→ Представленный текст:
Постклассическая философия и преодоление времени
Ю.И. Потоцкая
Постклассическая философия не склонна преувеличивать свой разрыв с наукой. Так, Делёз и Гваттари видят в ней родственную форму самостоятельного философского мышления, а Кун и Лиотар - эталон языковой игры, стремящейся к обновлению собственных правил. И все же есть одно 'но', разводящее пути ученого с одной стороны и философа и художника с другой.
Дело в том, что многообразие научных решений одной проблемы предстает во временной, а не пространственной перспективе, поскольку они имеют взаимоисключающий характер. Хотя научные революции и неизбежны, их следует рассматривать 'не с точки зрения новаторской ценности для будущего, а с точки зрения разрушительного потенциала для прошлого' [5, с. 192-193]. Иными словами, парадигмы не могут сосуществовать. Американский философ Р. Нозик сравнил научное и философское знание, связанное с системой аргументации и доказательств, с узкой высокой башней, которая разрушается до основания от воздействий и искажений времени и никогда не принимает вид живописных руин, сохраняющих свое очарование в веках [5, с. 99].
Подчеркнем: плюралистическое мышление, как пространственное, так и временно́е, не может быть кумулятивным, речь идет о прерывностях. Создание континуумов возможно лишь в рамках оседлого распределения, культивирующего То же Самое - основание для подавления Другого. Следовательно, плюрализм, недоступный философскому снятию или нормальной науке, характерен для неклассической философии и революционной науки. В то же время научный плюрализм нельзя назвать полноценным: на определенном этапе, а именно в период нормального кумулятивного развития, некая истина становится господствующей и, что самое важное, имеет такую претензию изначально. (Еще Ницше указывал, что стремление доказать универсальность своих открытий - задняя мысль всех догматиков [15, с. 189].

→ Ваша задача: Воспроизведите фрагмент текста о постклассической философии, начав со слов «Подчеркнем: плюралистическое мышление, как» и остановившись после слов «[15, с. 189].». Слово «континуумов» при этом замените на «иерархий». Записи, помещенные далее, никак не связаны с приведенным текстом.

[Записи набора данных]
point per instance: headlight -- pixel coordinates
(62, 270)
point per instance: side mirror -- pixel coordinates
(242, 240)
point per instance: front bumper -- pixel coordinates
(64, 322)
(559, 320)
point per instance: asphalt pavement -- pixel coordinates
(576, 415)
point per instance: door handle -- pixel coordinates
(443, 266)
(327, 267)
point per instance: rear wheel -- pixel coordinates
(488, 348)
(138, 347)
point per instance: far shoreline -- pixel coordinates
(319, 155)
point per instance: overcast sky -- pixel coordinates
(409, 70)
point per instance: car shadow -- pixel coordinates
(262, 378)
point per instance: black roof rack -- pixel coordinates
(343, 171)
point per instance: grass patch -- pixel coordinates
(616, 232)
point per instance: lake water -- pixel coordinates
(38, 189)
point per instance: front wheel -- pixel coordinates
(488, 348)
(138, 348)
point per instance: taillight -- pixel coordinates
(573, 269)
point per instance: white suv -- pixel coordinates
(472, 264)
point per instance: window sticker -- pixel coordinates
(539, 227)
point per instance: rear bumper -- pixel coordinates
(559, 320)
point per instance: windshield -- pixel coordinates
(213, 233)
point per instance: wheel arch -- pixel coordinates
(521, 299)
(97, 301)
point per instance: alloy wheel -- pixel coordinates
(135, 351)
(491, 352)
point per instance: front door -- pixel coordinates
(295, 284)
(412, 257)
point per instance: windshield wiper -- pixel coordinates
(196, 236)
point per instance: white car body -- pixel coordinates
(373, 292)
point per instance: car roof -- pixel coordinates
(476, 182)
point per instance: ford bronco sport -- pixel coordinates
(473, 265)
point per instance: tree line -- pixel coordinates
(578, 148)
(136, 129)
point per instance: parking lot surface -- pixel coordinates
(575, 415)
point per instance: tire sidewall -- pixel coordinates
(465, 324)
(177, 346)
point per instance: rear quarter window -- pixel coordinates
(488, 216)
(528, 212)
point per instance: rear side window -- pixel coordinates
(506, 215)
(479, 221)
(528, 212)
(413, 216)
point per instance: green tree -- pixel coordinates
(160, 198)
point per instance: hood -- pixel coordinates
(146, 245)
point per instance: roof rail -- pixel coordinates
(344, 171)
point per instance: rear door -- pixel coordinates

→ Ответ:
Подчеркнем: плюралистическое мышление, как пространственное, так и временно́е, не может быть кумулятивным, речь идет о прерывностях. Создание иерархий возможно лишь в рамках оседлого распределения, культивирующего То же Самое - основание для подавления Другого. Следовательно, плюрализм, недоступный философскому снятию или нормальной науке, характерен для неклассической философии и революционной науки. В то же время научный плюрализм нельзя назвать полноценным: на определенном этапе, а именно в период нормального кумулятивного развития, некая истина становится господствующей и, что самое важное, имеет такую претензию изначально. (Еще Ницше указывал, что стремление доказать универсальность своих открытий - задняя мысль всех догматиков [15, с. 189].